## Work order
Take the data that sits below and write it out again exactly.

(Stored data)
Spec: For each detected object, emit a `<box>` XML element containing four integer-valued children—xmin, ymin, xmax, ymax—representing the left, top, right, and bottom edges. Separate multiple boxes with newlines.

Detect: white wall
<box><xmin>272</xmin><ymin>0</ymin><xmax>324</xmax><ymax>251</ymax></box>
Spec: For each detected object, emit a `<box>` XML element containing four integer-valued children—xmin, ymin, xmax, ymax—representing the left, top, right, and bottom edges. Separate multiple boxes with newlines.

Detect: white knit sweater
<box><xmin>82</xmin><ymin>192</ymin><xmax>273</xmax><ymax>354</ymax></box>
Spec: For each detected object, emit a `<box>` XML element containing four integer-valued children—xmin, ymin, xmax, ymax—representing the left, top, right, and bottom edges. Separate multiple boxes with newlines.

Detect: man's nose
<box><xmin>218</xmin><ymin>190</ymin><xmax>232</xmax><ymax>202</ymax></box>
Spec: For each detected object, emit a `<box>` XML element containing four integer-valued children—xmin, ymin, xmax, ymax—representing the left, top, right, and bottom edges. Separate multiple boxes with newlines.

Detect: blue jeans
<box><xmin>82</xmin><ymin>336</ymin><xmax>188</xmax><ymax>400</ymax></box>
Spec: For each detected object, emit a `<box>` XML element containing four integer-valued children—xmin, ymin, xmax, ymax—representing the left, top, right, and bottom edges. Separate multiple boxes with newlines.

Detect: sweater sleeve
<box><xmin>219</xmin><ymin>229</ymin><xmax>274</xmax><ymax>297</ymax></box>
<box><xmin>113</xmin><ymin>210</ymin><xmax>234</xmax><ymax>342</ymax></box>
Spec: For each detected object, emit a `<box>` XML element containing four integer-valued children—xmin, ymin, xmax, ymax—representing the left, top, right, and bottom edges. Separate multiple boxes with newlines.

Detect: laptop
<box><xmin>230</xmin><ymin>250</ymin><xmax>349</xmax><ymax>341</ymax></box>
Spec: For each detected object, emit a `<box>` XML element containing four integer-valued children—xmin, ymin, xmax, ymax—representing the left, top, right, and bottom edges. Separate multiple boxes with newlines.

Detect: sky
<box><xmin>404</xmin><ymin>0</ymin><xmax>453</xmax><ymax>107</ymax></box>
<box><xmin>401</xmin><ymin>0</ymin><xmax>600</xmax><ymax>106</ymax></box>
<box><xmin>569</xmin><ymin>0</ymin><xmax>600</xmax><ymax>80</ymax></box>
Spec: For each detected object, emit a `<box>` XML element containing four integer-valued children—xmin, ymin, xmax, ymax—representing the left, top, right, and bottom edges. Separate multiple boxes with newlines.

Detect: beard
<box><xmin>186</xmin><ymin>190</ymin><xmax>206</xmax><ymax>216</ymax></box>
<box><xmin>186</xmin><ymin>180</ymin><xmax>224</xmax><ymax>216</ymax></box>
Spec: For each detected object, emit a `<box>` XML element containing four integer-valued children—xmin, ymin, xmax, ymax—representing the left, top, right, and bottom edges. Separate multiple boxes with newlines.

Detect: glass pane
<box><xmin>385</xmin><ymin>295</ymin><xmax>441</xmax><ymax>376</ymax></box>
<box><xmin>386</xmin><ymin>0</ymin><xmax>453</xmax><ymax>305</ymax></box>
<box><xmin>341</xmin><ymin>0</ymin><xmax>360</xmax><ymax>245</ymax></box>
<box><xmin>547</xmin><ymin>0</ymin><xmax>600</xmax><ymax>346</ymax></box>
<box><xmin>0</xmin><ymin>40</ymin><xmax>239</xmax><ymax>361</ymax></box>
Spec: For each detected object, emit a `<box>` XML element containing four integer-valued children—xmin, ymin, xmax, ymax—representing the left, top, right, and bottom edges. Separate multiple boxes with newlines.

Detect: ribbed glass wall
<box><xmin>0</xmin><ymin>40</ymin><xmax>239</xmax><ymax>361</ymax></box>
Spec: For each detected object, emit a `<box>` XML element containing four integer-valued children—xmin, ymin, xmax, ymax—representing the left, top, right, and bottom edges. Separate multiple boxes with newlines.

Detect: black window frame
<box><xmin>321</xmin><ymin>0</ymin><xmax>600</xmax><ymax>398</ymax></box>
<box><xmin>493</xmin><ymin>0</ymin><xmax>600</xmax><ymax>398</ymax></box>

## Result
Spec: For each detected object, emit a `<box>` XML element containing four integer-valued children—xmin, ymin, xmax, ymax—representing the left, top, right, and bottom edges. Separate multiple boxes with newlines.

Detect: white wall
<box><xmin>272</xmin><ymin>0</ymin><xmax>324</xmax><ymax>251</ymax></box>
Spec: For each detected object, emit a `<box>` XML element containing four integer-valued children—xmin, ymin, xmax, ymax—representing the left, top, right, and bottom edges. Separate multiple boxes with newlines.

Detect: white knit sweater
<box><xmin>82</xmin><ymin>192</ymin><xmax>273</xmax><ymax>354</ymax></box>
Spec: For each detected object, emit a `<box>` XML element containing four integer-valued children—xmin, ymin, xmax, ymax—representing the left, top, right, and bottom edges. Separate multiple boxes with newlines.

Detect: man's nose
<box><xmin>218</xmin><ymin>190</ymin><xmax>232</xmax><ymax>202</ymax></box>
Spec: For each detected object, emit a `<box>` XML element containing four integer-valued children—xmin, ymin, xmax, ymax—representing the left, top, right, and bottom edges. Separate multiple boxes with newlines.

Detect: blue jeans
<box><xmin>82</xmin><ymin>336</ymin><xmax>188</xmax><ymax>400</ymax></box>
Spec: For each detected object, emit a `<box>` XML element containing four integer-valued children—xmin, ymin, xmax, ymax—representing the left, top, right, and bottom edges. Separate multiple boxes with newlines.

Detect: sweater sleeve
<box><xmin>219</xmin><ymin>229</ymin><xmax>274</xmax><ymax>297</ymax></box>
<box><xmin>113</xmin><ymin>210</ymin><xmax>234</xmax><ymax>342</ymax></box>
Spec: For each detected object, emit a `<box>` XML element containing four integer-valued children—xmin, ymin, xmax, ymax—representing the left, top, right, and bottom edges. Separate multiple boxes with newlines.

Detect: laptop
<box><xmin>230</xmin><ymin>250</ymin><xmax>349</xmax><ymax>341</ymax></box>
Spec: For each detected object, emit a `<box>` XML element containing four integer-valued children—xmin, ymin, xmax, ymax—representing the left, top, right, and bottom edges. Separate multiple boxes with newlines.

Detect: sky
<box><xmin>404</xmin><ymin>0</ymin><xmax>453</xmax><ymax>107</ymax></box>
<box><xmin>401</xmin><ymin>0</ymin><xmax>600</xmax><ymax>106</ymax></box>
<box><xmin>569</xmin><ymin>0</ymin><xmax>600</xmax><ymax>80</ymax></box>
Spec: For each detected object, emit a `<box>` XML element containing four integer-valued children—xmin, ymin, xmax, ymax—representing the left, top, right, and bottom edges. Separate multiple boxes with newlines.

Detect: beard
<box><xmin>186</xmin><ymin>190</ymin><xmax>206</xmax><ymax>216</ymax></box>
<box><xmin>186</xmin><ymin>180</ymin><xmax>224</xmax><ymax>216</ymax></box>
Spec: For each detected object, emit a `<box>` XML element containing four integer-valued children—xmin, ymin, xmax, ymax—representing the left, top, right, and bottom edges. Separate multiple boxes with newlines.

Detect: glass pane
<box><xmin>385</xmin><ymin>295</ymin><xmax>441</xmax><ymax>376</ymax></box>
<box><xmin>386</xmin><ymin>0</ymin><xmax>453</xmax><ymax>305</ymax></box>
<box><xmin>341</xmin><ymin>0</ymin><xmax>360</xmax><ymax>245</ymax></box>
<box><xmin>547</xmin><ymin>0</ymin><xmax>600</xmax><ymax>346</ymax></box>
<box><xmin>0</xmin><ymin>40</ymin><xmax>239</xmax><ymax>361</ymax></box>
Spec: For each detected object, emit a `<box>` XML element containing four integer-valued children—xmin, ymin, xmax, ymax—representing the left, top, right, and bottom edges. Separate multiple boxes with newlines.

Detect: ribbed glass wall
<box><xmin>0</xmin><ymin>40</ymin><xmax>239</xmax><ymax>361</ymax></box>
Spec: For each detected object, emit a `<box>` XML element containing four integer-valued children—xmin, ymin, xmax, ymax—representing the left, top, right, and bottom edges. Separate multiple boxes with newlines.

Detect: black window frame
<box><xmin>321</xmin><ymin>0</ymin><xmax>600</xmax><ymax>398</ymax></box>
<box><xmin>493</xmin><ymin>0</ymin><xmax>600</xmax><ymax>398</ymax></box>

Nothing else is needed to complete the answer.